Page text:
▬▬▬▬▬▬▬▬▬▬
Posted by: TheEvilEye 14th March 2017 15:47
What was the moment in this game that made you go from "This game's decent so far" to "whoa, this game is amazing" while experiencing it, probably for the first time?

For me, it was when they showcased the split party groups, specifically this moment:

user posted image

The Moogle Party in the beginning was certainly an "oh that's neat" part, but then the moogles left you immediately, and you don't deal with most of them ever again. But when the party splits up with different missions and experiences, the game took a turn into the amazing for me.

They didn't handle party members leaving like FF4, where people just left and came back and summed up their experience through a few lines, never straying from Cecil's point of view. You got to experience each path which had its own choices and difficulty, and nice character development for each. For many of them, you get to explore and practice their unique abilities as well, and I always spend way too long on the Veldt with Gau. I think this also helps during the jarring transition into the World of Ruin for obvious reasons.

Posted by: Rangers51 14th March 2017 17:25
Man, this is a hard question to answer. I know I've played the game less frequently than some folks here, but I doubt anyone here played the game much before I did (though I did have to wait two days post-launch to get my preorder!).

The game definitely had me from the jump, though, as that Mode 7 intro grabbed me immediately. However, I would say that the part that really made me sit up and pay attention was the escape from Figaro on Chocoback. That was the kind of set piece that had a lot of classic dialogue and a lot of action at the same time, and it was the kind of thing that would eventually become a hallmark of Final Fantasy games - but it hadn't really been done before then, not like that.

Posted by: Sabin 15th March 2017 13:50
https://youtu.be/d44dZaV-Ue4

Kefka's laugh. First time I heard it, I was a wide eyed nine year old thinking "What ... the heck was that?"

Everyone probably remembers, but back in the day, games hardly featured much voice acting at all due to technological limitations. So to have a malevolent laugh register was something simultaneously cool and horrifying at the same time. It was new, and it was one of the subtle things that hooked me at an early age.
▬▬▬▬▬▬▬▬▬▬
Request A: Copy the dataset rows from the line with "point: white sneaker" through the end of the rows, including both ends, and leave the pictures out.

Dataset rows:
▬▬▬▬▬▬▬▬▬▬
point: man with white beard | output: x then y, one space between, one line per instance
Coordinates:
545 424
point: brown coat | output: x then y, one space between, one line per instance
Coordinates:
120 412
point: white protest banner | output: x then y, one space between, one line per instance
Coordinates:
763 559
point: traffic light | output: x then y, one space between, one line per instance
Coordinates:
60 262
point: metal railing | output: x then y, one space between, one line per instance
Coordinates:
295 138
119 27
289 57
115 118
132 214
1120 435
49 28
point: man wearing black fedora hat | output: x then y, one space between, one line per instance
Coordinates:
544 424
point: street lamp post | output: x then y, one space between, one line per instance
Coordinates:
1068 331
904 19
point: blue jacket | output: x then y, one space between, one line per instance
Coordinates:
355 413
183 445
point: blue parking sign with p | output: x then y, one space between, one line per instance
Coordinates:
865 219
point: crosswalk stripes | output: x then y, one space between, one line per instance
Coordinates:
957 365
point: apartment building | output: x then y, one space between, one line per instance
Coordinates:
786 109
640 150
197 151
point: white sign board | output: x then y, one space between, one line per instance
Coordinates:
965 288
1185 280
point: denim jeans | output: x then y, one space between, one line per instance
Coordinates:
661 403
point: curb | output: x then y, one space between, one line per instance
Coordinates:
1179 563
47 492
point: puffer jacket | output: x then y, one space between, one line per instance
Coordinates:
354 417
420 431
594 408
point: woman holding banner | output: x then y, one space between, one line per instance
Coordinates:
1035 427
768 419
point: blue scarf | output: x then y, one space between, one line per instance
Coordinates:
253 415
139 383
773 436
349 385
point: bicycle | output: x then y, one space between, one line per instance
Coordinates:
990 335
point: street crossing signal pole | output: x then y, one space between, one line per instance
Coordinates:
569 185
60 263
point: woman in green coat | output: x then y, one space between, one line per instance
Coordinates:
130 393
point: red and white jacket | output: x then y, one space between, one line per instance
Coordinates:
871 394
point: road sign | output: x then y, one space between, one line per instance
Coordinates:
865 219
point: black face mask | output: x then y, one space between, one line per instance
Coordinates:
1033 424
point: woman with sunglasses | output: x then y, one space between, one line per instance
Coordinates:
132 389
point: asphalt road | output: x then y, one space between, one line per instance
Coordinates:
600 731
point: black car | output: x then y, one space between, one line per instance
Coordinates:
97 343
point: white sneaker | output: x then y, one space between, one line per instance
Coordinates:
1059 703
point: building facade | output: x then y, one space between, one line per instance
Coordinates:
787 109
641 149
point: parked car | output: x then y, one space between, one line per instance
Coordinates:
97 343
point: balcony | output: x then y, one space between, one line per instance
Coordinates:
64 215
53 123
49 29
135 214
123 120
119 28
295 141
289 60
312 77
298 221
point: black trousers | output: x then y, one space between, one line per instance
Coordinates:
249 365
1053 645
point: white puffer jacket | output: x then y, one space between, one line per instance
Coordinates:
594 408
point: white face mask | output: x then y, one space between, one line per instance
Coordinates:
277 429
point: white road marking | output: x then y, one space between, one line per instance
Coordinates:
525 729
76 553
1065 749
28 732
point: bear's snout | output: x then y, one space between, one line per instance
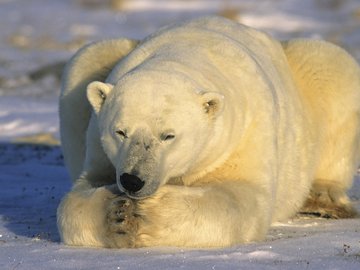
▬▬▬▬▬▬▬▬▬▬
Request B: In the forum thread, how old was the poster Sabin upon first hearing Kefka's laugh?

Written answer A:
point: white sneaker | output: x then y, one space between, one line per instance
Coordinates:
1059 703
point: building facade | output: x then y, one space between, one line per instance
Coordinates:
787 109
641 149
point: parked car | output: x then y, one space between, one line per instance
Coordinates:
97 343
point: balcony | output: x then y, one space between, one line per instance
Coordinates:
64 215
53 123
49 29
135 214
123 120
119 28
295 141
289 60
312 77
298 221
point: black trousers | output: x then y, one space between, one line per instance
Coordinates:
249 365
1053 645
point: white puffer jacket | output: x then y, one space between, one line per instance
Coordinates:
594 408
point: white face mask | output: x then y, one space between, one line per instance
Coordinates:
277 429
point: white road marking | output: x then y, one space between, one line per instance
Coordinates:
525 729
76 553
1065 749
28 732
point: bear's snout | output: x then y, one space between, one line per instance

Written answer B: Nine years old.